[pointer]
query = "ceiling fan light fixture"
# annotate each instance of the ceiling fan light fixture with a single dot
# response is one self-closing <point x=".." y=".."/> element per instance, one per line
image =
* * * * * * *
> EXERCISE DESCRIPTION:
Please put every line of the rows above into a Markdown table with the columns Number and Line, numbering each line in order and leaving out blank lines.

> OUTPUT FOR THIS EXERCISE:
| Number | Line |
|---|---|
| 1 | [pointer] |
| 2 | query = "ceiling fan light fixture" |
| 3 | # annotate each instance of the ceiling fan light fixture with a single dot |
| 4 | # response is one self-closing <point x=".." y=".."/> element per instance, one per line |
| 5 | image = |